### Check your understanding
1 - From the announcement of the Story of Cap & Trade premiere, list every person named.
2 - Write a continuation of the announcement of the Story of Cap & Trade premiere, starting after its final sentence.

### Selected text
· · · · ·
Contact: Heidi (Copenhagen): +45-2497-7908
The Story of Stuff Project and Climate Justice Now! – an international network of over 200 climate justice organizations and social movements – will host the European Premiere of The Story of Cap & Trade (www.storyofcapandtrade.org), a provocative 9-minute animated film on carbon trading, at 9:30pm on 8 December in the Red Room at the Klimaforum in Copenhagen. It will be followed by a panel discussion with experts on the EU Emissions Trading Scheme, carbon offsetting and US climate legislation.
The “Story of Cap and Trade” has generated significant debate for challenging the orthodoxy of carbon trading as the primary solution to climate change; the film’s website has been viewed over 100,000 times since its December 1, 2009, launch in the United States.
“The Story of Cap & Trade helps simplify the mind-numbing details of the world’s primary response to climate change—carbon trading– and argues that it will only make matters worse,” said Oscar Reyes, with Carbon Trade Watch, a project of the Transnational Institute in Amsterdam. “We’re releasing the film now to ensure that people clearly understand that cap and trade is a dangerous distraction from the serious problem of climate change.”
The film introduces the people at the heart of cap and trade, including the energy traders from Enron, and Wall Street financiers like Goldman Sachs. Its animated characters walk viewers through both the theory of emissions trading and the practice, reminding viewers that when this $2-3 trillion carbon bubble bursts, it could take down everything.
“Current cap and trade proposals hand the future of our planet to the very people who created the problem in the first place,” said Janet Redman a policy analyst with the Institute for Policy Studies. “We need effective, just, and clean energy solutions now, not more loopholes and giveaways to polluters that will mean a delay in real climate action for decades.”
· · · · ·
### Material supplied

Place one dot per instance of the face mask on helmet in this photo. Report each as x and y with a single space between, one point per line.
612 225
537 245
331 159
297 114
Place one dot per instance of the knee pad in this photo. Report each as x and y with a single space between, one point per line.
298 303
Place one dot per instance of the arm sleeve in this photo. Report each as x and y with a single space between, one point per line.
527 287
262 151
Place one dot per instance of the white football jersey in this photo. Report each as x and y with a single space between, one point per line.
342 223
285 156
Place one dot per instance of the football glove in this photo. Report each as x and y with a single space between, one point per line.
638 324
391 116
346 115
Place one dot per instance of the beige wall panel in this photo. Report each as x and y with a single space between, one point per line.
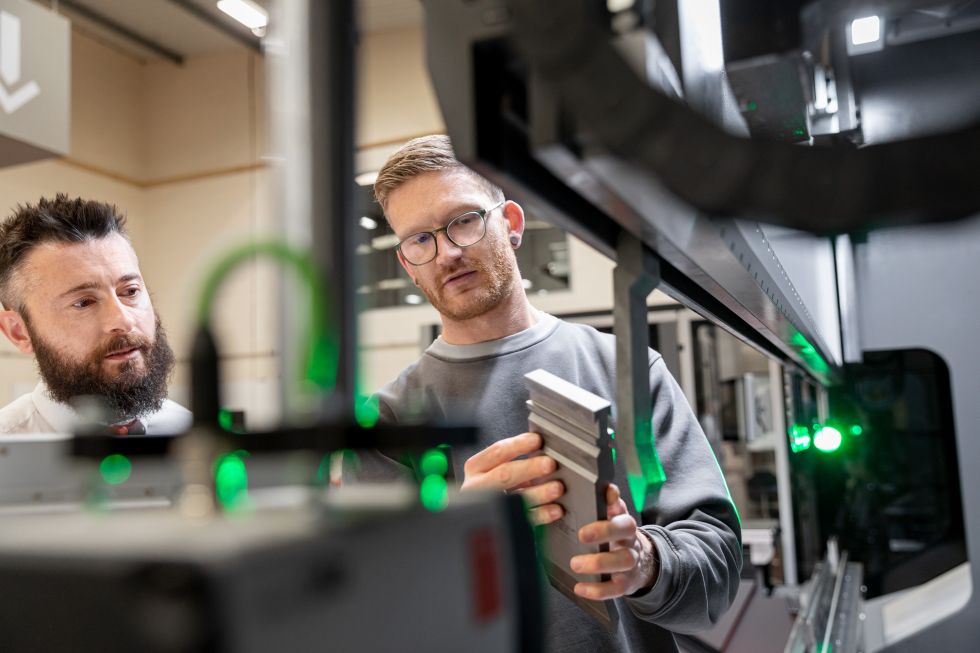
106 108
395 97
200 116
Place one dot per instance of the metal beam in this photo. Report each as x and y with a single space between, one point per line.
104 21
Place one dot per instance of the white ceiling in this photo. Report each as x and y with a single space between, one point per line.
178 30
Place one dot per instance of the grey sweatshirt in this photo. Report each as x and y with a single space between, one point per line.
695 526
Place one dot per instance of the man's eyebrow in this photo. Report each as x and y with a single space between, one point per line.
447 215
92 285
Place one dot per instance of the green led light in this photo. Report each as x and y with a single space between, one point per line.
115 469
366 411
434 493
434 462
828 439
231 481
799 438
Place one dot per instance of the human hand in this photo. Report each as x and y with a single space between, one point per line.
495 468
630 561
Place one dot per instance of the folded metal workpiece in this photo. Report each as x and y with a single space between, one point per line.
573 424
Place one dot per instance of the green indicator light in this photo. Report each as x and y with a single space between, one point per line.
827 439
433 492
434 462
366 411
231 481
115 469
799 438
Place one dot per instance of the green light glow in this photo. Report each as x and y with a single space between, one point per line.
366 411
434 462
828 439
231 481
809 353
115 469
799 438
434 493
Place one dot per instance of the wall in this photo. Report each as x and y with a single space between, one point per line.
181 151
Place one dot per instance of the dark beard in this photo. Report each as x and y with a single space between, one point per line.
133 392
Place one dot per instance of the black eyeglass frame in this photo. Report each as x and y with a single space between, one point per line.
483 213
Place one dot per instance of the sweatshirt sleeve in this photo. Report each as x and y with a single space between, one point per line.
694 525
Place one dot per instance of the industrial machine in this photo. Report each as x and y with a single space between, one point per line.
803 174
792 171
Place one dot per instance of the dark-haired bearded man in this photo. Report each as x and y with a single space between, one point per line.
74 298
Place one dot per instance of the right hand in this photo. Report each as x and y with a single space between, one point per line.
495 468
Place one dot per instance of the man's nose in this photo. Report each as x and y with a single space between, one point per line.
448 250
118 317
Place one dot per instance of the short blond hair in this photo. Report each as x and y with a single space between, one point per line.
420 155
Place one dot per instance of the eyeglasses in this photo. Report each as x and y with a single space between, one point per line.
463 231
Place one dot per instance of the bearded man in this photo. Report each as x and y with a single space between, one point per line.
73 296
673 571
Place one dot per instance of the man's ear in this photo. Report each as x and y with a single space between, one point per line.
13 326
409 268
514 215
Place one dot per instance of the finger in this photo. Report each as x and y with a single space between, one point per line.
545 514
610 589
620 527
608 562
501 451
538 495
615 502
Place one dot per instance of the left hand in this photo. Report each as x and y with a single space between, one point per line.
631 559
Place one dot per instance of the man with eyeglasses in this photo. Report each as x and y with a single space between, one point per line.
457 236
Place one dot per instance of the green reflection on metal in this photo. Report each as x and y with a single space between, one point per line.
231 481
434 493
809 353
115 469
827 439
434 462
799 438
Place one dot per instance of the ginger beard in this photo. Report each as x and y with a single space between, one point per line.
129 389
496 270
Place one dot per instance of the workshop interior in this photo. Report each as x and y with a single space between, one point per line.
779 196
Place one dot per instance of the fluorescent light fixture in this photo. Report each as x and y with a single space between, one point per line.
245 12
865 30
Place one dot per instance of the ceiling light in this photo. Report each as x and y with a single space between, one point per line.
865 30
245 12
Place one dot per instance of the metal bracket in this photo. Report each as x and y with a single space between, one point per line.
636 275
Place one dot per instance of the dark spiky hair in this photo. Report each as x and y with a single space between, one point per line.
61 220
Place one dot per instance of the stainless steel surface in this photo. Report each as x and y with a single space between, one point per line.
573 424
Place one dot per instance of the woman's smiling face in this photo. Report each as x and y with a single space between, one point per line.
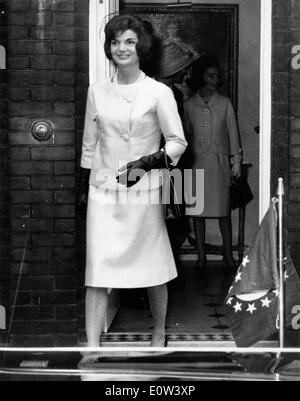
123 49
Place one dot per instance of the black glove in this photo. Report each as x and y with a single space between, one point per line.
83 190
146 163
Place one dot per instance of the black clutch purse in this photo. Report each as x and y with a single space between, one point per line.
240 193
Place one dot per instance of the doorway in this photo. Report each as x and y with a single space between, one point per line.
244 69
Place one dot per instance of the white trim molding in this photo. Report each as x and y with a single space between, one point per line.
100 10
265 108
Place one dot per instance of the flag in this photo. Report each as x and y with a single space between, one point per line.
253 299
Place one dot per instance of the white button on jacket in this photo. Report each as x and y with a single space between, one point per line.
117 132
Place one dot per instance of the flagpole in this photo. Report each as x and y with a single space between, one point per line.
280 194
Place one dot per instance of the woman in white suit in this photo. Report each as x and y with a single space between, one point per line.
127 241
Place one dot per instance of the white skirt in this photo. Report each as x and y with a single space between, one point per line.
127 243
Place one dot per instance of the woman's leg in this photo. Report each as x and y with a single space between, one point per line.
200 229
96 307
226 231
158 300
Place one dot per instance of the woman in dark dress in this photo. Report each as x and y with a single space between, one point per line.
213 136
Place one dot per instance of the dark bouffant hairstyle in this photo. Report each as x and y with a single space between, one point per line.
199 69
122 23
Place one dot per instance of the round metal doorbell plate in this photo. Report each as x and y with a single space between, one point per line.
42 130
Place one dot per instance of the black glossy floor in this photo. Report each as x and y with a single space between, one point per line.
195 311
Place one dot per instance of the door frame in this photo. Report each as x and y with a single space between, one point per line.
· · · · ·
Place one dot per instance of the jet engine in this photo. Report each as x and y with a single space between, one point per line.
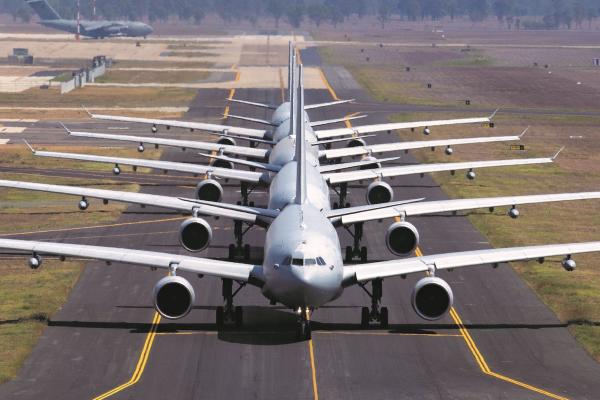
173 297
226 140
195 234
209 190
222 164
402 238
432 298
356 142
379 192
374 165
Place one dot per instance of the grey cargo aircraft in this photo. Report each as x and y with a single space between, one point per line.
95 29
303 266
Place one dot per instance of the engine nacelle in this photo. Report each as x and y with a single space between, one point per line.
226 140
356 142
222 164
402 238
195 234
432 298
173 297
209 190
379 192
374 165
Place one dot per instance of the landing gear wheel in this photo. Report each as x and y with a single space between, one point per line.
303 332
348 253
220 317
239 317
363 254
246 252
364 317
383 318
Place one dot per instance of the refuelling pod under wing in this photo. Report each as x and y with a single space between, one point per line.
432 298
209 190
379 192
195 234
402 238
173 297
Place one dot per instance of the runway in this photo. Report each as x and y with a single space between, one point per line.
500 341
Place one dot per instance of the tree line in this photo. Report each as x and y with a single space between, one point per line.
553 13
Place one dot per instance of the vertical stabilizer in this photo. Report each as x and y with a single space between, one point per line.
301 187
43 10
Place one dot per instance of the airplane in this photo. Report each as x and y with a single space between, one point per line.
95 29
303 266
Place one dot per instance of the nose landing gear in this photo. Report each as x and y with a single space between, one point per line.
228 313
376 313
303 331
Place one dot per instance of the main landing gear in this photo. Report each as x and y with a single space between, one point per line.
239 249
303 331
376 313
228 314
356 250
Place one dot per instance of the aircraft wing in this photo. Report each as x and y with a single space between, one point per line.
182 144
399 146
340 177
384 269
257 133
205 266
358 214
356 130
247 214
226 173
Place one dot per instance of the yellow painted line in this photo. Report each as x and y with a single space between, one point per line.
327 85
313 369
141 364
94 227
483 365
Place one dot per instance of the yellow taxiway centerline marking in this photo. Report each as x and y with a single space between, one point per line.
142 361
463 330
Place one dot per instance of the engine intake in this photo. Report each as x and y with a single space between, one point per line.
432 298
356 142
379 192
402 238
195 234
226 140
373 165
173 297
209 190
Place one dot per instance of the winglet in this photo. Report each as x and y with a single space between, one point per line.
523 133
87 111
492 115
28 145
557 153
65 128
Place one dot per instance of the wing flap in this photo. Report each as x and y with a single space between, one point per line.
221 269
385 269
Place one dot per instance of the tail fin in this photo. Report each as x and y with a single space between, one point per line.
· · · · ·
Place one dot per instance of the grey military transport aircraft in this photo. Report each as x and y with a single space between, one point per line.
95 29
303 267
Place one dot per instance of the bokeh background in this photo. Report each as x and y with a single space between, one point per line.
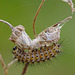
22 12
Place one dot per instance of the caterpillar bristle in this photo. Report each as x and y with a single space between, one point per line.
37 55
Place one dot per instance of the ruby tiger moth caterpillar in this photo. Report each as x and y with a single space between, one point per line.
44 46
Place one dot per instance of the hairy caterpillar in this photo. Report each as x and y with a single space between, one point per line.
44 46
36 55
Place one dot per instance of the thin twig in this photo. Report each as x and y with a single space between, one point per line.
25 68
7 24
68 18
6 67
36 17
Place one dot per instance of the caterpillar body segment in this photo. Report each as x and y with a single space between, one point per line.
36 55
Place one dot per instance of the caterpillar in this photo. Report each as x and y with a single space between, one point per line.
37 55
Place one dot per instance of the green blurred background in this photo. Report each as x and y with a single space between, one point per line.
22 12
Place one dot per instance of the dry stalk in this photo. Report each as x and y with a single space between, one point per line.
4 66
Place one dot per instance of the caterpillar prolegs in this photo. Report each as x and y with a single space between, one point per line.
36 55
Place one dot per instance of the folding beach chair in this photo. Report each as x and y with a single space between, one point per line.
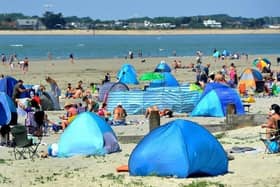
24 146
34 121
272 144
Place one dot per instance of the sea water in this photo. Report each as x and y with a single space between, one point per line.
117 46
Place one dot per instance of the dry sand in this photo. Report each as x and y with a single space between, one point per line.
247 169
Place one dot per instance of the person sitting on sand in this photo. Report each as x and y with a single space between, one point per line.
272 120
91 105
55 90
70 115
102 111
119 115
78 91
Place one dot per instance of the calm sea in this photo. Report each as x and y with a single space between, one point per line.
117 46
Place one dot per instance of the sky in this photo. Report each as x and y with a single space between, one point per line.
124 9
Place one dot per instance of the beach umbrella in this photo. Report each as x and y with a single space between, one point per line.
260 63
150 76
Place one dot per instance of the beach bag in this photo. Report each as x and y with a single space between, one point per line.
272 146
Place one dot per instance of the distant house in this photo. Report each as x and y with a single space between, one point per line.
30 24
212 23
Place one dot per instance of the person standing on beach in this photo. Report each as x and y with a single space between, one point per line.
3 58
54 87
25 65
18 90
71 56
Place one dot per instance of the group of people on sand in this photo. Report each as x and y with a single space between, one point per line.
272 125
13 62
· · · · ·
### Task responses
1 - Heidi, Oscar Reyes, Janet Redman

2 -
“The Story of Cap and Trade’s message is absolutely central to a strong agreement in Copenhagen: One that places a priority on what the climate science requires, not on what is easiest for big business,” said Ms. Payal Parekh, climate scientist, International Rivers
“We are fighting incinerator projects that strip hundreds of wastepickers of their livelihoods in the name of offsetting carbon emissions in rich countries,” said Poornima Chikarmane, a leader of the KKPKP wastepickers union in India. “These incinerators not only increase carbon emissions, they threaten the work of the poorest people who are implementing a real climate solution – recycling.”
Hosted by Annie Leonard, the creator of the viral video hit The Story of Stuff, (viewed worldwide over 8 million times), the Story of Cap & Trade points to more effective ways to tackle the climate crisis. The film’s website is serving as an interactive launch pad for information with actions people can take to address the climate change crisis. The site features dozens of organizations working toward real climate solutions, offers viewers a series of ways to get involved and includes downloadable resources and information, including a footnoted script.